• Document:
• • • •
Pie Filling - Four Individual Pies
    1 tbs butter
    4 garlic cloves, crushed
    1 onion, diced
    1 tbsp vegetable oil
    600g beef cut in 1/2 inch cubes (sirloin, but round will do).
    2 carrots, sliced
    1 cup button mushrooms, quartered
    500ml (1 can) Guinness
    1 cup beef stock
    1 dash Worcester sauce
    2 tsp tomato paste
    1/3 cup all purpose flour
    1 sprig thyme
    salt and pepper

Pastry
    125 grams Margarine
    3/4  cup of boiling water
    2 1/4 cups of flour
    1 egg, beaten

1.     Prepare pastry first, as it needs to rest in the fridge.  Melt the margarine in a large bowl, add the boiling water, and sift in the flour.  Leave it to set in the fridge for at least an hour.
 
2.      Heat butter in heavy-bottomed pot. Add onions and garlic, stirring until they soften.  Set aside in a bowl.
• • • •
• Data supplied:
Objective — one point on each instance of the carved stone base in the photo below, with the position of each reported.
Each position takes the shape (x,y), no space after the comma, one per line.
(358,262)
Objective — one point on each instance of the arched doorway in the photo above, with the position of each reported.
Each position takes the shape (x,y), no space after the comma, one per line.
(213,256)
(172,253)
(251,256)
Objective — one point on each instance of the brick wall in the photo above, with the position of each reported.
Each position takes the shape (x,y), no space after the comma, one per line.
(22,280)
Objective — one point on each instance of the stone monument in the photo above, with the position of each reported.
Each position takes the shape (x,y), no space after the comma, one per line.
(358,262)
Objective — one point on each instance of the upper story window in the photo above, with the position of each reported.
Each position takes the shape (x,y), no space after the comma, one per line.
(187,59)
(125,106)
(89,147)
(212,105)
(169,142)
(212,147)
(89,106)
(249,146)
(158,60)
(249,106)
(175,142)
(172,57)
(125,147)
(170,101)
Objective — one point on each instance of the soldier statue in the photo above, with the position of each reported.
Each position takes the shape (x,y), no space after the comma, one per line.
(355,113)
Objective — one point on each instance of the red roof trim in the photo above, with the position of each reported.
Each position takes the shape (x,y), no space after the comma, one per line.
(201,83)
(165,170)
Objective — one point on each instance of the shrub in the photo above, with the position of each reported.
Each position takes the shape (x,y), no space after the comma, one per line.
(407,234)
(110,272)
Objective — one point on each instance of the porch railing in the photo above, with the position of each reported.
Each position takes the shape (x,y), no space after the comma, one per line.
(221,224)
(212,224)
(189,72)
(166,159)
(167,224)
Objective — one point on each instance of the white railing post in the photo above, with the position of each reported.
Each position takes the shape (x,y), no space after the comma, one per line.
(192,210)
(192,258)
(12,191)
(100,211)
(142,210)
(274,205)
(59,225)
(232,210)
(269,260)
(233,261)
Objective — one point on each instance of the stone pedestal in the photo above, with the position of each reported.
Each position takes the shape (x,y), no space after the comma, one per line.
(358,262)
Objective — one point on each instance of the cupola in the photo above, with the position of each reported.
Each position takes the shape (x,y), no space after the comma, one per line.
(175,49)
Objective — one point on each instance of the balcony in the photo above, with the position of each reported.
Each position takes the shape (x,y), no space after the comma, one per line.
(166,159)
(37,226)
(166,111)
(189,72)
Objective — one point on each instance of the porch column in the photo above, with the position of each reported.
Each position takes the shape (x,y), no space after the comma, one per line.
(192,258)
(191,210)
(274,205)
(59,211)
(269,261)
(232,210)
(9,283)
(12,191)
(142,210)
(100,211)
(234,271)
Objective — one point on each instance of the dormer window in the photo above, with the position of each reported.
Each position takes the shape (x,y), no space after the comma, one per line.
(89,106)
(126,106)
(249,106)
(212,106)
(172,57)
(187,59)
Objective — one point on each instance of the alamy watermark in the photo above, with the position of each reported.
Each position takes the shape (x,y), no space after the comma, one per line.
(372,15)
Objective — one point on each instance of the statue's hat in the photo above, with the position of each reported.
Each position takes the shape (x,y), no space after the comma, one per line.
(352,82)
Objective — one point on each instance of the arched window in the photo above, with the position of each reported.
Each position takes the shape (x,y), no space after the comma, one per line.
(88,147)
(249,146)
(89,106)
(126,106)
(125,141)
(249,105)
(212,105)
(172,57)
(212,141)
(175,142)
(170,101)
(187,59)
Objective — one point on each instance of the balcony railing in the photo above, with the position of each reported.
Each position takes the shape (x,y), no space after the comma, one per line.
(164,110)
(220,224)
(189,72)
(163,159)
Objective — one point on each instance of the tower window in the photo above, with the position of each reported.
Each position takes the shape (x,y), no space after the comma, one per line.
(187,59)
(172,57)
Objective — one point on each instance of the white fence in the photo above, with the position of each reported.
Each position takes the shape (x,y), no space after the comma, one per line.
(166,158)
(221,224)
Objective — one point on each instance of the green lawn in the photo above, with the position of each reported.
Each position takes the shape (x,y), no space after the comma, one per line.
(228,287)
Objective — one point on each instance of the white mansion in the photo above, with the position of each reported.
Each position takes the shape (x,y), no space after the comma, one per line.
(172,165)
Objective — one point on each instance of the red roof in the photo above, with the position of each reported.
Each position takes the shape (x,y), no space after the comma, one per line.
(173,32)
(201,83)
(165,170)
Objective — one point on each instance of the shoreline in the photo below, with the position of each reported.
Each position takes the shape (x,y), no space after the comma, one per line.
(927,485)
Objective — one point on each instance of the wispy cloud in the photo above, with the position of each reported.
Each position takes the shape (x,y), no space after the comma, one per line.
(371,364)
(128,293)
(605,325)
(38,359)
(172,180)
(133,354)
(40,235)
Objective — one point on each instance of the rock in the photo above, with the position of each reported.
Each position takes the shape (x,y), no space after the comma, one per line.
• • • •
• Exercise requirements:
(A) Repeat the pie recipe from "Pie Filling - Four" to "round will do).", word for word.
(B) Carry on writing the beef and Guinness pie recipe from the point where it ends.

• Results for the exercise:
(A)
Pie Filling - Four Individual Pies
    1 tbs butter
    4 garlic cloves, crushed
    1 onion, diced
    1 tbsp vegetable oil
    600g beef cut in 1/2 inch cubes (sirloin, but round will do).

(B)
3.      Add oil to pot and allow to re-heat. Toss beef in seasoned flour and add to pot in batches, browning off. Bring onions and garlic back into pot, throw in carrots, mushrooms, thyme, black pepper, dash of Worcester sauce and tomato paste, stirring vigorously to coat everything.
 
4.      Pour in Guinness and beef stock. Stir well and reduce heat. Put lid on pot and allow to simmer quietly for an hour, until beef is tender and juices reduced.
 
5.      Allow a generous sprinkle of flour on the table when you're rolling out the pastry.  Ensure the circles are slightly wider than the bowl you'll be cooking them in, so that pastry falls over the sides.
 
6.      Place pie mixture into oven-proof bowls and layer the circle of pastry on top, patting down to seal the edges. Brush well with beaten egg, pierce a small hole to allow steam to escape, and pop in the 350 degree pre-heated oven for about fifteen to twenty minutes, until the pastry lid is golden brown. Remove and serve.